-- GIVEN DATA follows --

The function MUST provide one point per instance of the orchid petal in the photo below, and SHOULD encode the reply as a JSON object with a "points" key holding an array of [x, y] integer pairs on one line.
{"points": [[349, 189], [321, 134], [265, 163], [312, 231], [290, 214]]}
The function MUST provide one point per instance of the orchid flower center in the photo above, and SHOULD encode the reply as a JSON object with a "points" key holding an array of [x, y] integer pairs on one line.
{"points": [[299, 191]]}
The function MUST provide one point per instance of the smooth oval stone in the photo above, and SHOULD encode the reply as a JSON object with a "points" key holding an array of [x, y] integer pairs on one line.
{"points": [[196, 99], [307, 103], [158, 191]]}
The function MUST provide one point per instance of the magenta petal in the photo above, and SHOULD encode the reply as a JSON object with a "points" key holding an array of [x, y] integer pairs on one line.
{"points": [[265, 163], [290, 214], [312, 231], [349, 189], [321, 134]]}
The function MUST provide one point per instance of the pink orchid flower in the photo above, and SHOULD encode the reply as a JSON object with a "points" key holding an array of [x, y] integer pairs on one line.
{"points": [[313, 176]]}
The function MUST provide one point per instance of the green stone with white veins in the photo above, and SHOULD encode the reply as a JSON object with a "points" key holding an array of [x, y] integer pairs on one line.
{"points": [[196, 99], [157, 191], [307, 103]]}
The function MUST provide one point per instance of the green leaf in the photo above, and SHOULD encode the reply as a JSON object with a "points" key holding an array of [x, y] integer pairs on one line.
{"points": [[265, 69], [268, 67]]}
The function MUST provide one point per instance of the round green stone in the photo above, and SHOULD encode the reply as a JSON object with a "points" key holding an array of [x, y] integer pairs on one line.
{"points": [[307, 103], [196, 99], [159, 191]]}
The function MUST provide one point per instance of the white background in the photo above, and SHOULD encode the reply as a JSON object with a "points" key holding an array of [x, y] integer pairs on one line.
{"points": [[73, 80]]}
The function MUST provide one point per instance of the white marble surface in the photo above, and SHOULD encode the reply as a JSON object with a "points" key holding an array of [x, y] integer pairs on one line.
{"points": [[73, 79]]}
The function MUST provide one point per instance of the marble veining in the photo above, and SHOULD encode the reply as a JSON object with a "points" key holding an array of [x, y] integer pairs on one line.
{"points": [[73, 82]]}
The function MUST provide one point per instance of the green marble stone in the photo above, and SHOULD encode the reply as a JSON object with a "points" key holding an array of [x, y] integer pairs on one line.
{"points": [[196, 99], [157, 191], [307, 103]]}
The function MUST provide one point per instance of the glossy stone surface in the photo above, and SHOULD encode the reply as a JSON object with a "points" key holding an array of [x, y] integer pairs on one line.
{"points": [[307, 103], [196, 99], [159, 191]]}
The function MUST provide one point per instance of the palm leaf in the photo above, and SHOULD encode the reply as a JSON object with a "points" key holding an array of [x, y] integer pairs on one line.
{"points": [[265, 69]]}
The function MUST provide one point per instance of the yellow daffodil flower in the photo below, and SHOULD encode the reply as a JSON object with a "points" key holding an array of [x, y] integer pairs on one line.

-- GIVEN DATA concluded --

- _WHAT THE TASK ASKS_
Retype every entry without changing anything.

- _PROBLEM SOLUTION_
The function MUST provide one point per instance of the orchid petal in the photo below, and SHOULD encode the reply as a JSON object with a "points" key holding an array of [x, y] integer pairs on one line.
{"points": [[349, 189], [321, 134], [265, 163], [312, 231], [290, 214]]}
The function MUST provide one point per instance of the orchid flower center in the photo above, and SHOULD encode the reply as a JSON object with a "points" key holding an array of [x, y] integer pairs on one line.
{"points": [[299, 191]]}
The function MUST provide one point per instance of the smooth oval stone in the photo above, and SHOULD encode the reply as a JSON object with a "points" key holding an array of [x, y] integer pairs on one line.
{"points": [[196, 99], [307, 103], [158, 191]]}
The function MUST provide one point per instance of the magenta petal in the photo above, and SHOULD encode the reply as a JSON object with a "points" key holding an array of [x, y] integer pairs on one line.
{"points": [[265, 163], [290, 214], [312, 231], [349, 189], [321, 134]]}
The function MUST provide one point per instance of the pink orchid flower in the photo above, and SHOULD encode the reply as a JSON object with a "points" key holding an array of [x, y] integer pairs on one line.
{"points": [[313, 176]]}
The function MUST provide one point per instance of the green stone with white veins in the photo above, and SHOULD encode the reply as a JSON object with a "points" key holding an array of [x, y] integer pairs on one line.
{"points": [[196, 99], [157, 191], [307, 103]]}
The function MUST provide one point per instance of the green leaf in the photo above, and SHOULD encode the reply as a JSON object with a "points" key holding an array of [x, y] integer pairs on one line.
{"points": [[265, 69], [268, 67]]}
The function MUST provide one point per instance of the round green stone in the photo above, and SHOULD encode the reply as a JSON object with a "points" key holding an array of [x, y] integer pairs on one line.
{"points": [[307, 103], [196, 99], [159, 191]]}
The function MUST provide one point per instance of the white background in the photo above, and SHOULD encode the reply as a JSON object with a "points" key holding an array of [x, y] integer pairs on one line.
{"points": [[73, 80]]}
The function MUST provide one point per instance of the white marble surface in the photo above, and SHOULD encode the reply as a JSON object with a "points" key holding an array of [x, y] integer pairs on one line.
{"points": [[73, 79]]}
The function MUST provide one point per instance of the marble veining in the photo above, and SHOULD encode the reply as a JSON object with a "points" key holding an array of [x, y] integer pairs on one line.
{"points": [[73, 82]]}
The function MUST provide one point per instance of the green marble stone in the photo above, and SHOULD encode the reply as a JSON object with a "points" key holding an array of [x, y] integer pairs on one line.
{"points": [[196, 99], [157, 191], [307, 103]]}
The function MUST provide one point per instance of the glossy stone surface in the photo above, and SHOULD encode the reply as a JSON object with a "points" key holding an array of [x, y] integer pairs on one line.
{"points": [[307, 103], [196, 99], [159, 191]]}
The function MUST provide one point per instance of the palm leaf in the photo above, and SHOULD encode the reply as a JSON object with a "points" key holding an array of [x, y] integer pairs on one line.
{"points": [[265, 69]]}
The function MUST provide one point per instance of the yellow daffodil flower in the photo below, and SHOULD encode the reply as a JSON object with a "points" key holding an array of [x, y] integer pairs on one line.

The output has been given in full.